AIM OF THE TASK – Please rewrite every line of the listing below, replacing "deepest inside the object" with "farthest from the object's edges" and keeping everything else the same. Omit the pictures from your version.

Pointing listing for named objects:
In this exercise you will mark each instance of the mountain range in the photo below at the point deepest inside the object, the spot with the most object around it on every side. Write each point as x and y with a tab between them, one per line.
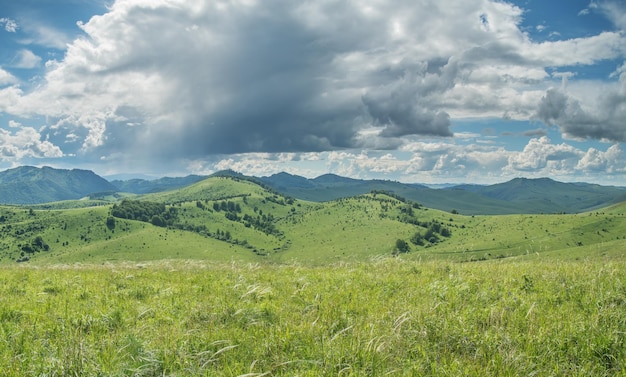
30	185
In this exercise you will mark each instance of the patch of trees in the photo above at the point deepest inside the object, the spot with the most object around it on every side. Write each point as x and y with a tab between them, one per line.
432	235
155	213
263	222
399	198
227	206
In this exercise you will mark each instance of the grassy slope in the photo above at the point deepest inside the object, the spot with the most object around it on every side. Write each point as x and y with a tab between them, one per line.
353	229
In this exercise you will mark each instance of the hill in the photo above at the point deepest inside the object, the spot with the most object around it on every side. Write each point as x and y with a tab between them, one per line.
145	186
519	195
31	185
233	218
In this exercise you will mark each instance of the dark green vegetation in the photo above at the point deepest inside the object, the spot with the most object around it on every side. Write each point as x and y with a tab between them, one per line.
235	217
28	185
143	186
228	277
520	195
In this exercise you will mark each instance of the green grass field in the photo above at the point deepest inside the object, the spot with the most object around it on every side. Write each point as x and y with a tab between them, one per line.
245	282
383	317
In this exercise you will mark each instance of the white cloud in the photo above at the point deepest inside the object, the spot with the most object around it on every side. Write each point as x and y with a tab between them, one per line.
25	142
26	59
539	153
9	25
6	78
612	161
168	80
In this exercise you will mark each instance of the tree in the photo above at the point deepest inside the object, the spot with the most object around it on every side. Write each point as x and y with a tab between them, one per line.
418	239
111	223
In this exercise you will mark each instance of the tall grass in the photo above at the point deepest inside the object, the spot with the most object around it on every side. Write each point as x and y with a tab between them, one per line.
387	316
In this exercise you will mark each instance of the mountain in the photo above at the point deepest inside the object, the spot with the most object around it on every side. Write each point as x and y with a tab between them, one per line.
550	196
145	186
226	218
519	195
31	185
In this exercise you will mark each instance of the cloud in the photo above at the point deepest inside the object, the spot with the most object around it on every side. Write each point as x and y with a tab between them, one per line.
541	153
25	142
26	59
612	161
6	78
9	25
161	81
603	121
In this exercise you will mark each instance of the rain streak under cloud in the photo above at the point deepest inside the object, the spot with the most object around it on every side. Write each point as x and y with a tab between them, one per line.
450	91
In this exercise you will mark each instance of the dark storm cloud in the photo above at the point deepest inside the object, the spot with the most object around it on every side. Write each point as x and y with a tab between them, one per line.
605	122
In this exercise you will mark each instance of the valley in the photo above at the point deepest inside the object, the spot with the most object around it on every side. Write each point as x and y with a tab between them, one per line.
228	277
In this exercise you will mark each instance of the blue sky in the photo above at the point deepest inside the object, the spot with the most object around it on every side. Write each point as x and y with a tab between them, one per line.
474	92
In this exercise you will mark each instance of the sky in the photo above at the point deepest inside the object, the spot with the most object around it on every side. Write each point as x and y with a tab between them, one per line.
420	91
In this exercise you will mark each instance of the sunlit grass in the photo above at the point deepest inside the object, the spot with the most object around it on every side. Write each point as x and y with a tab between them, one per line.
393	316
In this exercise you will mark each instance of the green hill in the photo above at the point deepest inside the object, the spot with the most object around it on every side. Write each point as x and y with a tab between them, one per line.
233	218
516	196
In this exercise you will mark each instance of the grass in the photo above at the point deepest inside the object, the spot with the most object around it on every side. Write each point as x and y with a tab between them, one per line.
385	316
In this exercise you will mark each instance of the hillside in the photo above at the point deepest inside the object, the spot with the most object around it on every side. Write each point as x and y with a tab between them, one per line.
519	195
31	185
230	218
145	186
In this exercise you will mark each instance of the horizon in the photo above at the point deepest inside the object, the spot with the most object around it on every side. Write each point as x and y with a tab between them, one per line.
128	177
453	93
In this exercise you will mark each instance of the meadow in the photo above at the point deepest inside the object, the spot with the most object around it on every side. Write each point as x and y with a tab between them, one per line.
387	316
227	278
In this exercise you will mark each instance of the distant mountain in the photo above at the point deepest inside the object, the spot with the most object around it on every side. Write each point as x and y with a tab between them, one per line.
519	195
31	185
146	186
549	196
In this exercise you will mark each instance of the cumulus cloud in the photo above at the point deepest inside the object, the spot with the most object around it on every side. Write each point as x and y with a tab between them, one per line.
6	78
603	121
25	142
611	162
26	59
165	80
539	153
9	25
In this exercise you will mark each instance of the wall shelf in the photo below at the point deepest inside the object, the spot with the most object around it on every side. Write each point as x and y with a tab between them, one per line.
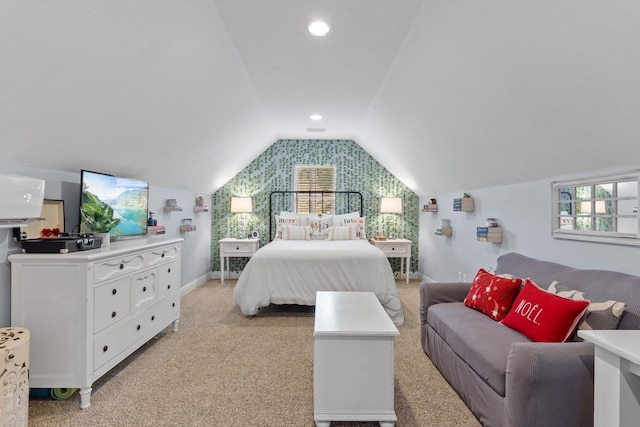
489	234
443	231
463	204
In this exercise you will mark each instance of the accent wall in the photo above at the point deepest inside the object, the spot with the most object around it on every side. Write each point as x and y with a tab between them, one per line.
273	170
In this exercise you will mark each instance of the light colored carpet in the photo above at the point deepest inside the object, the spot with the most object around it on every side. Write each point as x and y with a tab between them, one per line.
224	369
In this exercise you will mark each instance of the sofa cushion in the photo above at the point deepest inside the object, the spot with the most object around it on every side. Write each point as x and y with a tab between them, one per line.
492	295
543	316
481	342
601	312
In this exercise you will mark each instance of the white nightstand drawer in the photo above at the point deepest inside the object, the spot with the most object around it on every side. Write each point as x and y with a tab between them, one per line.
237	248
391	249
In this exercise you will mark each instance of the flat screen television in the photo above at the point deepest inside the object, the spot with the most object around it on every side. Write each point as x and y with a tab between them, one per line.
114	202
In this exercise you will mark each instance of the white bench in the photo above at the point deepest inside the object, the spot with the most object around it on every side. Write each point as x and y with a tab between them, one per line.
353	363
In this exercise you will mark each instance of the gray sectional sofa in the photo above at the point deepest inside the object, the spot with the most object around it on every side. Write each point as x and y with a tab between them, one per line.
505	378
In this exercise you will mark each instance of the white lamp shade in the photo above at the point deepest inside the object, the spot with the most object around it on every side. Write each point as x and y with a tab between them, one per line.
391	205
241	205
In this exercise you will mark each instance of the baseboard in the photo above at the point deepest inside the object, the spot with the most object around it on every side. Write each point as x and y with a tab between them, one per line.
193	285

WRITTEN RESPONSE –
In this exercise you will mark each instance of the mountain range in the photo below at the point farthest from the object's edges, the spot with the most object around it on every side. Write each point as x and y with a tab between them, one per line.
30	185
In this exercise you will mark each instance of the patch of trees in the photo above at the point farthest from the object's edges, the spot with the most object around it on every side. Write each point as x and y with a tab between them, one per line.
432	235
155	213
263	222
399	198
227	206
In this exercise you will mark each instance of the grassy slope in the photo above at the point farthest from the object's edges, the spot with the most object around it on every side. Write each point as x and y with a tab between them, one per line.
353	229
In this exercise you will mark each instance of the hill in the photo above at the point farthest from the object's edges, the spot with the most object around it on every side. Write each point as x and y with a tab between them, one per line.
145	186
519	195
31	185
233	218
In this exercise you will mark each instance of the dark green vegetation in the photo above at the point farthest from the object's edges, the spot with the most object around it on every side. Write each point as x and y with a tab between them, one per line.
235	217
28	185
143	186
228	277
520	195
In this exercise you will mark each instance of the green grass field in the photo above at the point farthest from the object's edges, the spot with the most object around it on every side. Write each point as x and y with a tab between them, one per line.
245	282
383	317
In this exercise you will mark each instance of the white cloud in the photo above at the point farthest from the object's edges, the spot with the most object around it on every side. Write each point as x and y with a tab between them, one per line.
25	142
26	59
539	153
9	25
6	78
612	161
168	80
In this exercise you will mark each instance of the tree in the photo above at the point farthest from the object's edges, the spot with the most object around it on every side. Write each point as x and y with a tab between them, one per line.
418	239
111	223
In this exercise you will mark each instance of the tall grass in the photo above at the point farthest from the object's edges, the spot with the most object around it on every side. Write each point as x and y with a tab between them, one per line.
387	316
In this exercise you will mark each instance of the mountain in the photo above at the point farthest from the object's edges, the spot with the most object around it on every side. Write each point as x and y with a tab between them, one per line.
550	196
145	186
226	218
519	195
31	185
In this exercise you will mark each instance of the cloud in the photo above at the point farthest from the object's edges, the spot with the most object around it on every side. Write each point as x and y with a tab between them, one per line.
541	153
25	142
26	59
612	161
6	78
9	25
161	81
603	121
In this exercise you will mark each instance of the rain streak under cloud in the photo above at the point farthest from the object's edges, the spot with the most object around it on every side. Write each point as x and y with a tab between them, one per line.
450	91
In this exercise you will mark each instance of the dark storm cloud in the photo above at the point farthest from the object's edges, the spot with the most object around it on every side. Write each point as x and y with a tab between them, one per line.
605	122
In this exercise you will mark each instance of the valley in the photo above at the point farthest from the object's edges, the spot with the most object around it on every side. Write each point as x and y with a tab between them, one per line.
228	277
In this exercise you will mark each instance of the blue sky in the photo above at the point farthest from the object's edges, the spot with the most object around it on every side. Write each point as x and y with a tab between them, one per line.
474	92
In this exercise you will mark each instance of the sky in the photo above at the point farthest from the object's edges, the spot with the most object around it on every side. Write each point as x and y with a tab between them, one per line.
420	91
In this exercise you will mark each instance of the sunlit grass in the photo above at the point farthest from the object's edges, the spot with the most object around it on every side. Write each point as x and y with a tab between them, one per line.
393	316
In this exercise you will mark each instance of the green hill in the photo above at the point farthest from the object's edges, the spot with the most object around it on every side. Write each point as x and y with a tab between them, one per line.
233	218
516	196
In this exercise you will mark each instance of the grass in the photo above at the point farthest from the object's edges, the spot with the most object around it on every side. Write each point as x and y with a tab between them, one per line.
385	316
In this exercise you will mark each instance of the hillside in the photo above at the point farthest from the object's edges, the spot with the most object around it on every side. Write each point as x and y with a tab between them, one per line.
519	195
31	185
230	218
145	186
In this exercise you will mark each instance of the horizon in the photo above at the point farthest from the object's edges, the spot with the most object around it on every side. Write each point as x and y with a tab between them, one per line.
128	177
453	93
In this exercise you will mark each instance of the meadow in the photo above at the point farthest from the object's edges, the spot with the most object around it on every side. Write each point as x and y with a tab between them, one per line.
387	316
227	278
In this exercise you will mark each instance of the distant mountain in the photo above at the point farthest from the object's edges, the spot with the most object around it on every side. Write each point as x and y with a tab between them, one per line.
519	195
31	185
146	186
549	196
In this exercise you will mark each instance of the cumulus cloud in the photo above at the point farthest from the object's edges, the spot with the most object around it on every side. Write each point as x and y with a tab between them, one per line.
6	78
603	121
25	142
611	162
26	59
165	80
539	153
9	25
In this exercise you will mark each instance of the wall shelf in the photo below at the point farthest from the object's edges, the spot with the most object around it on every side. Write each point as x and y with a tab between them, one per line.
489	234
443	231
463	204
In this exercise you will mark each instance of the accent wall in the photo above at the point farthest from the object's edges, the spot with the most object around it on every side. Write each point as x and y with a tab between them, one per line.
273	170
In this exercise you will mark each instance of the light colored carpet in the photo above at the point farthest from the object's edges, the spot with the most object around it on every side. Write each point as x and y with a tab between them, one per line.
224	369
In this exercise you will mark each instance of the sofa cushion in the photo above at the point farthest from the object's edges, the spot with the most object around it on every side. Write each point as x and y with a tab between them, one per line.
492	295
543	316
481	342
601	312
In this exercise you will mark each instance of the white nightstand drawer in the photo above at the point farthest from the object's edges, the spot with the most object around it on every side. Write each point as x and y with a tab between them, one per line.
237	248
391	249
In this exercise you will mark each instance of the flat screen television in the photo above at the point farthest from the object's edges, the spot with the most object around it on every side. Write each point as x and y with a tab between them, one per line.
114	202
In this exercise you will mark each instance of the white bench in the photo above at the point farthest from the object's edges, the spot with the most object around it on every side. Write each point as x and y with a tab between them, one per line.
353	363
In this exercise you will mark each instance of the gray sectional sofa in the photo above at the point farthest from the object's edges, the spot with the most object around it on every side. Write each point as x and y with a tab between them, one per line.
505	378
In this exercise you will mark each instance of the white lamp shade in the photo above at the point farthest from the object's edges, the spot with the most object around it on every side. Write each point as x and y with a tab between them, one per line.
391	205
241	205
In this exercise you will mark each instance of the baseboard in the photo above at the point farthest from the object's edges, the spot with the most object around it on every side. Write each point as x and y with a tab between them, one per line.
193	285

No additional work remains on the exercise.